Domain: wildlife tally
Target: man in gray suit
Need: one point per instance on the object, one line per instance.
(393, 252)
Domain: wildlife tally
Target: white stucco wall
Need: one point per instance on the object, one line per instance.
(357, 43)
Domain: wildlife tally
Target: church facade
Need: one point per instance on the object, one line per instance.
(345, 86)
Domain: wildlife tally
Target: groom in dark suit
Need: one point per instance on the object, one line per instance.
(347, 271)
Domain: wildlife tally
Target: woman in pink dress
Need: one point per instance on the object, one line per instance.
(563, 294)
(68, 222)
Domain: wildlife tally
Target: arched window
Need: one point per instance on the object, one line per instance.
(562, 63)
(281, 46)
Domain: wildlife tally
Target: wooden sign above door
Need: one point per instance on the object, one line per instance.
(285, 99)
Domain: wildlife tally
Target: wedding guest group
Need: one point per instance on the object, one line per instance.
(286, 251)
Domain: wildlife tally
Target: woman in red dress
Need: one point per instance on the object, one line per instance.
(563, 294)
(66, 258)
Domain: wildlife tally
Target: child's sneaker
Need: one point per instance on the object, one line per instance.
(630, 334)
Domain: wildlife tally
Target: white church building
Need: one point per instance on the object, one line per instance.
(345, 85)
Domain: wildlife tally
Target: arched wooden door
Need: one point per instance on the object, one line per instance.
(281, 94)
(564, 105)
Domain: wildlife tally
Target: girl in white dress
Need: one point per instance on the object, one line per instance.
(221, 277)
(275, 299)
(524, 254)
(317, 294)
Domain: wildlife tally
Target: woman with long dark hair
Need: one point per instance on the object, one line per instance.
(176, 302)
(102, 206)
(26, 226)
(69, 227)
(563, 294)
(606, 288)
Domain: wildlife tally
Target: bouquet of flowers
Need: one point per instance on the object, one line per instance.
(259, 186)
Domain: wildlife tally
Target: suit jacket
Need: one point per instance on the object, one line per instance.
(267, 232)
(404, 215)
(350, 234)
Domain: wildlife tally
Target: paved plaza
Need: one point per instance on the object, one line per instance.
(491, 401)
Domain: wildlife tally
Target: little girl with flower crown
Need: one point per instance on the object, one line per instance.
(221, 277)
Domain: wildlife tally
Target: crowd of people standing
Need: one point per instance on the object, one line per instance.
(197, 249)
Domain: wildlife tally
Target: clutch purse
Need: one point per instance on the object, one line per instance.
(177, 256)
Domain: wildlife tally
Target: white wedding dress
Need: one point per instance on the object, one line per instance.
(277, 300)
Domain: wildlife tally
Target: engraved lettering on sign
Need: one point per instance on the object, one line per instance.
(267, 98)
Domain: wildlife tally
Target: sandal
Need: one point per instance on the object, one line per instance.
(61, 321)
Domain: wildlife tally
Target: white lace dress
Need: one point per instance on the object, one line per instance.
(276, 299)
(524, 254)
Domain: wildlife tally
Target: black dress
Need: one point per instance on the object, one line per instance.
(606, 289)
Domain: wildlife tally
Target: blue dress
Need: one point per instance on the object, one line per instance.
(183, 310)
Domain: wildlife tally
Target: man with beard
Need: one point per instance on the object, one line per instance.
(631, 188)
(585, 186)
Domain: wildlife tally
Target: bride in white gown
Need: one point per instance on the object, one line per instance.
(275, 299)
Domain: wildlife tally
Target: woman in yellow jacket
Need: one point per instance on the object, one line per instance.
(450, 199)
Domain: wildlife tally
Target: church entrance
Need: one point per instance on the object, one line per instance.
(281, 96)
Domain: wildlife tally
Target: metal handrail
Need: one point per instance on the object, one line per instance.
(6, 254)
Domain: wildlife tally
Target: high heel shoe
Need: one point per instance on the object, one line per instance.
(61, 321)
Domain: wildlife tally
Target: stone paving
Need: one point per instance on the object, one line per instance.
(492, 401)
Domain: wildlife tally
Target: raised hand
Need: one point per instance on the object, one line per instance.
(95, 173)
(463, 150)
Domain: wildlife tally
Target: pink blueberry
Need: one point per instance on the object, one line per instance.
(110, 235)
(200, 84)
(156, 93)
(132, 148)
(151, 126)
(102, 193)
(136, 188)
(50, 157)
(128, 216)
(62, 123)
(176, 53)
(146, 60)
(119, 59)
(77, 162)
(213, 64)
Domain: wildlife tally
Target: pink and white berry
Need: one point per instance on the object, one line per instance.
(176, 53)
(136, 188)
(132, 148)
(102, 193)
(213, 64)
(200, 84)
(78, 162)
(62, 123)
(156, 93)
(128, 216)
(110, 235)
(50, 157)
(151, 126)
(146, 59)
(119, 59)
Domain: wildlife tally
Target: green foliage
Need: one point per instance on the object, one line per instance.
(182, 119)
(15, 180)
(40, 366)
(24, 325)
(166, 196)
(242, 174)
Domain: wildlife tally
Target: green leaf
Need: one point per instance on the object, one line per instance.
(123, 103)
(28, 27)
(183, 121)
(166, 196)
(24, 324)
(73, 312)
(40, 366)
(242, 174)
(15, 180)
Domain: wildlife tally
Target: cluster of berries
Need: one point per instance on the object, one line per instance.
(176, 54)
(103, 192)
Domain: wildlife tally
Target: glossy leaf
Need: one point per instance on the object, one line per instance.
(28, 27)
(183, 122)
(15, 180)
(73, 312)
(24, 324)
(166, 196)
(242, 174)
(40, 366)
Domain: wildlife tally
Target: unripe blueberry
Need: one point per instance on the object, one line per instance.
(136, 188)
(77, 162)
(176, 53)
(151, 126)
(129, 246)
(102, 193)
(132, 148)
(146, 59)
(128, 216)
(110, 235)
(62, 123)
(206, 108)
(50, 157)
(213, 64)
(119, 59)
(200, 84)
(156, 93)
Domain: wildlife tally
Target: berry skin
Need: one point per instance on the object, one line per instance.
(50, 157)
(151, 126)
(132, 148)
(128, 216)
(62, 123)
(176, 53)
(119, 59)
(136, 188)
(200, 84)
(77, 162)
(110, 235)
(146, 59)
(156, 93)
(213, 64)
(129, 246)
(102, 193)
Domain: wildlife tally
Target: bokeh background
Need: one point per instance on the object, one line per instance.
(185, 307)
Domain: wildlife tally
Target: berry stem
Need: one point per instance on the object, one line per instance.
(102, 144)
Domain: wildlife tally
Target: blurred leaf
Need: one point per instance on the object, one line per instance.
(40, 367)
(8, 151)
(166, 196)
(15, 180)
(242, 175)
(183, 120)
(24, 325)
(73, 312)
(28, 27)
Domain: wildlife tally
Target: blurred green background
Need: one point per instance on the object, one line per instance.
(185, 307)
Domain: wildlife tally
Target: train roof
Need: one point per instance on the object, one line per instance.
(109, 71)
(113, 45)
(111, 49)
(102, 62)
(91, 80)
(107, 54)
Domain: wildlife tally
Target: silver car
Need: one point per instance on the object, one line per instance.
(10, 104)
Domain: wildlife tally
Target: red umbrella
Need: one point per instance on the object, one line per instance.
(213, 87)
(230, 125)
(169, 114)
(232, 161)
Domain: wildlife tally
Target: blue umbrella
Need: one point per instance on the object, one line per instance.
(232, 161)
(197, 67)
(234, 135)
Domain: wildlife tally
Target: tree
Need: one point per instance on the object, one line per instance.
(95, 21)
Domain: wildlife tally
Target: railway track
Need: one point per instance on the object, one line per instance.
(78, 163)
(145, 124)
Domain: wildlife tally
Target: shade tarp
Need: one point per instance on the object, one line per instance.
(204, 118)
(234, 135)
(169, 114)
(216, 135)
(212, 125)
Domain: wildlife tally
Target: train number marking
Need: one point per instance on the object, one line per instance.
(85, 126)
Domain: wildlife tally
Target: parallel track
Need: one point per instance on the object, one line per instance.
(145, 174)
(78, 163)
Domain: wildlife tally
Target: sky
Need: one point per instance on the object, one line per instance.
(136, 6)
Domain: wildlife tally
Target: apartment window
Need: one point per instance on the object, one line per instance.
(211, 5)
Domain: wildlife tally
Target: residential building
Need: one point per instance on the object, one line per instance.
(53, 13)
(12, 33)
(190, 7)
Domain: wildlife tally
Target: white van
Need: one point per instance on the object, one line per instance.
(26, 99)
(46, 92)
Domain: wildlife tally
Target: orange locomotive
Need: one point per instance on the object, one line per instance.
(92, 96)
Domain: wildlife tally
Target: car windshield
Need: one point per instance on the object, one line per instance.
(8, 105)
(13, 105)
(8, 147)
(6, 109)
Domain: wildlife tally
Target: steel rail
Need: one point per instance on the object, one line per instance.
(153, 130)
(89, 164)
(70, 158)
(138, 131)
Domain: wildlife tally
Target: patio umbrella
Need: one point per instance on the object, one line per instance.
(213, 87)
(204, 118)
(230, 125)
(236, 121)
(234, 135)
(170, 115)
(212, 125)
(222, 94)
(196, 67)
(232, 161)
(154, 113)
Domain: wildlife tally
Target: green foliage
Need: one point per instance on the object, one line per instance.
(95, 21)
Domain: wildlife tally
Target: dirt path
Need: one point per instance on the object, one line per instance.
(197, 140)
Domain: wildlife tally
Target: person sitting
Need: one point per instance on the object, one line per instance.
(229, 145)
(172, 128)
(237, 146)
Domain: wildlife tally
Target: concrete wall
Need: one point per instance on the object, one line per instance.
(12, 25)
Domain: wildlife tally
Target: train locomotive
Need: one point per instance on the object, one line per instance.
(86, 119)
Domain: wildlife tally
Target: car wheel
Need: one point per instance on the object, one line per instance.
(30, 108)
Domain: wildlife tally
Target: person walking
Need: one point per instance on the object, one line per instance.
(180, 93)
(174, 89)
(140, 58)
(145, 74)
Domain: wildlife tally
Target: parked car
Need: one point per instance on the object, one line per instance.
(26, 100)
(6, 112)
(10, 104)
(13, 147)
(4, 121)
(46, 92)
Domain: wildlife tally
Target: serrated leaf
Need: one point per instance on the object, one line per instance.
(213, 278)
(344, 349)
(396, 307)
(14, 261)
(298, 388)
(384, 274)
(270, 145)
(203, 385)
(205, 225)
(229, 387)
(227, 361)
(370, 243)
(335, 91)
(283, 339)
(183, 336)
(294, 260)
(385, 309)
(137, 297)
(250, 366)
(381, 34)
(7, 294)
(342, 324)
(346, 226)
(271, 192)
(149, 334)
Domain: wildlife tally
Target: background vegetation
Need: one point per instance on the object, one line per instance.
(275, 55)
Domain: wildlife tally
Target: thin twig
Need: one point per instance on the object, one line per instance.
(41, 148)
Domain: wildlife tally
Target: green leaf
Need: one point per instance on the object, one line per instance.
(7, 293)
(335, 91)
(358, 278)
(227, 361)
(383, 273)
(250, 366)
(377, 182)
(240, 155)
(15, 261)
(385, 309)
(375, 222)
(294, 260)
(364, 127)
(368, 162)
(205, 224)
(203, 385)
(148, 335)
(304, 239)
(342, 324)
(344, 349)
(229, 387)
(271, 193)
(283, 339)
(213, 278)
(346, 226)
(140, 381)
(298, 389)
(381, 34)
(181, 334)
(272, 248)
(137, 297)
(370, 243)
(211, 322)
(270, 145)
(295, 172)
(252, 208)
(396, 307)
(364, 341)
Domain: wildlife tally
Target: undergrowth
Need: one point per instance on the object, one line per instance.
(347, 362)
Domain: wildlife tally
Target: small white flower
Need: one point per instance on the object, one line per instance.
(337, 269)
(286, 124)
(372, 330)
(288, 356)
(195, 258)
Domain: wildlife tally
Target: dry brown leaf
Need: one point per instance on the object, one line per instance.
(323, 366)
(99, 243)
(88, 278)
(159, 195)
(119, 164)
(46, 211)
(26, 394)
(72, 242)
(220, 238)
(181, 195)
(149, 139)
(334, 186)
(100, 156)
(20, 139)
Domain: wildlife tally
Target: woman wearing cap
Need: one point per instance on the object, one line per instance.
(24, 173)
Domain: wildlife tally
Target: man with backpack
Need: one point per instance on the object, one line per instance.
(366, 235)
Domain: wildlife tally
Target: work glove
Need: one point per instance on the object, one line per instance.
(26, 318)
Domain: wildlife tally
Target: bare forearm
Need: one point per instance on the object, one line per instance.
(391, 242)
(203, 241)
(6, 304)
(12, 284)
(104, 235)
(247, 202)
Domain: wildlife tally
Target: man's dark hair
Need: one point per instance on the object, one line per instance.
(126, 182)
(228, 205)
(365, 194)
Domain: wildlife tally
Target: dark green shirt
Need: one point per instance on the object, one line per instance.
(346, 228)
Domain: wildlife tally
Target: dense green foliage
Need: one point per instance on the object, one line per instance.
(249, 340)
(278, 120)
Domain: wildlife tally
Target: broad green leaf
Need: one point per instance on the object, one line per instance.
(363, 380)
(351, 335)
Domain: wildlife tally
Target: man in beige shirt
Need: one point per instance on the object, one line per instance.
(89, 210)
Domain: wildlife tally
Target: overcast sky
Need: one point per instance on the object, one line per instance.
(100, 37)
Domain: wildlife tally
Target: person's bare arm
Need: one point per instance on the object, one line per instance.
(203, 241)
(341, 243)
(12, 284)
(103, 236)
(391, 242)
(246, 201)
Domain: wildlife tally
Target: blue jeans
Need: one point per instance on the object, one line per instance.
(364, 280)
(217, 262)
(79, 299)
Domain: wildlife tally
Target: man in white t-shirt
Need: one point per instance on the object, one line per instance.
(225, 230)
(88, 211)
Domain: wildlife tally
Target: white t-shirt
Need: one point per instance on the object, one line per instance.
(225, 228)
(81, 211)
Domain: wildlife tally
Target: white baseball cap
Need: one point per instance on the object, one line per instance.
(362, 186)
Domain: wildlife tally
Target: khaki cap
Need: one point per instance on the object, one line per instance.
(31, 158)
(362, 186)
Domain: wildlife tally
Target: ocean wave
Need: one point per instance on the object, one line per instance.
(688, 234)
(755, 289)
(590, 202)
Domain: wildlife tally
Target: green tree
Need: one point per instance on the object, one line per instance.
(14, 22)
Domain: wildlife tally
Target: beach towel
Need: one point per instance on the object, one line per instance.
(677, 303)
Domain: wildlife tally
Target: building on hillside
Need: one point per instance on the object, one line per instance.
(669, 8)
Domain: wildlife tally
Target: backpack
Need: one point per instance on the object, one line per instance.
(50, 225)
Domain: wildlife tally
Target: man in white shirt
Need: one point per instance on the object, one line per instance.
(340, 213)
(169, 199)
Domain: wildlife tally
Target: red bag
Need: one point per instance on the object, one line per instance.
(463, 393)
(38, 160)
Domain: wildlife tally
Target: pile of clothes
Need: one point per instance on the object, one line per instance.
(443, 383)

Aim of the exercise:
Pick out every row above that contains the word "wall" and copy each one in full.

Solution:
Target: white stucco wall
Target: concrete wall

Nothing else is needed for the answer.